- _ACTIVITY_
Every record here must be set down once more, precisely as it reads.

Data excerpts
-=-=-

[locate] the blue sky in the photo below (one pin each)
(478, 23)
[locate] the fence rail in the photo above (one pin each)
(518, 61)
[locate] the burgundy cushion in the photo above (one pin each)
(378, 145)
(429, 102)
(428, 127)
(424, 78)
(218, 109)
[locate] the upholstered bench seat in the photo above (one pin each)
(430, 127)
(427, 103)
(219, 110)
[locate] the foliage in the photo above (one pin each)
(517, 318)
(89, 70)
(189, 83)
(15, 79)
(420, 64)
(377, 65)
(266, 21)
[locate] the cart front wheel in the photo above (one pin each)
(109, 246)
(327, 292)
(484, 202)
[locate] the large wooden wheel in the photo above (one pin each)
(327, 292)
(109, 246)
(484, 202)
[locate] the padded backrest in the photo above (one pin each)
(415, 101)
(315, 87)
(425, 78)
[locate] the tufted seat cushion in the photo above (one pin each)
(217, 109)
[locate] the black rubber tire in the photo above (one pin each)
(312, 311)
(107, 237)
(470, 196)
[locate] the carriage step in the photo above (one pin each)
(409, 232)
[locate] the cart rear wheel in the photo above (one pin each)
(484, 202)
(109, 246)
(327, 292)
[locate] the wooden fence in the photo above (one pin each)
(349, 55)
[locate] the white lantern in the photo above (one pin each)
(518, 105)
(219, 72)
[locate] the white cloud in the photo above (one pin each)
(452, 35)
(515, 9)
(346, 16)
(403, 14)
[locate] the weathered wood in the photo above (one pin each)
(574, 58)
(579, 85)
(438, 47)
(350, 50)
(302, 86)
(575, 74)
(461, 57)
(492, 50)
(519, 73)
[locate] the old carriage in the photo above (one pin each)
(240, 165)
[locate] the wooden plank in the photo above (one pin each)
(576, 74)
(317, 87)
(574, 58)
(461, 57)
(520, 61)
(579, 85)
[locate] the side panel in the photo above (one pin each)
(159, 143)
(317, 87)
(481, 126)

-=-=-

- _TASK SOLUTION_
[locate] the blue sky in the photo below (one pin each)
(478, 23)
[locate] the fence rail in the photo above (one pin each)
(518, 61)
[locate] the burgundy cushion in the photo above (one pin each)
(378, 145)
(429, 102)
(428, 127)
(424, 78)
(218, 109)
[locate] the upholstered bench seat in the photo above (one pin each)
(430, 127)
(427, 103)
(219, 110)
[locate] the foliage in the photo above (one pin each)
(517, 318)
(89, 70)
(189, 83)
(15, 79)
(420, 64)
(377, 65)
(266, 21)
[locate] the cart front wheel in the photo above (one pin each)
(109, 246)
(327, 292)
(484, 202)
[locate] the large wooden wheel in the photo above (one pin each)
(327, 292)
(109, 246)
(484, 202)
[locate] the padded backrest in the photo above (one pin each)
(415, 101)
(315, 87)
(425, 78)
[locate] the tufted seat cushion in the photo above (one pin each)
(217, 109)
[locate] the black rubber tire in the photo above (one pin each)
(312, 311)
(107, 237)
(470, 196)
[locate] the carriage step in the photo above (one pin each)
(409, 232)
[locate] the cart rear wheel in the photo above (one pin each)
(484, 202)
(109, 246)
(327, 292)
[locate] the wooden fence in the photo above (one pin each)
(349, 55)
[locate] the white lantern in the photo above (one pin each)
(518, 105)
(219, 72)
[locate] the white cloud in the photo above (one pin each)
(452, 35)
(515, 9)
(346, 16)
(403, 14)
[locate] the weathered wood in the photo above (one pin each)
(574, 58)
(579, 85)
(438, 47)
(350, 50)
(302, 86)
(575, 74)
(461, 57)
(492, 50)
(519, 73)
[locate] the old carriage in the photo above (one pin each)
(240, 165)
[locate] the wooden plank in the photo above (one pin each)
(576, 74)
(317, 87)
(574, 58)
(461, 57)
(520, 61)
(579, 85)
[locate] the side panel in the photo above (one pin each)
(159, 143)
(317, 87)
(481, 126)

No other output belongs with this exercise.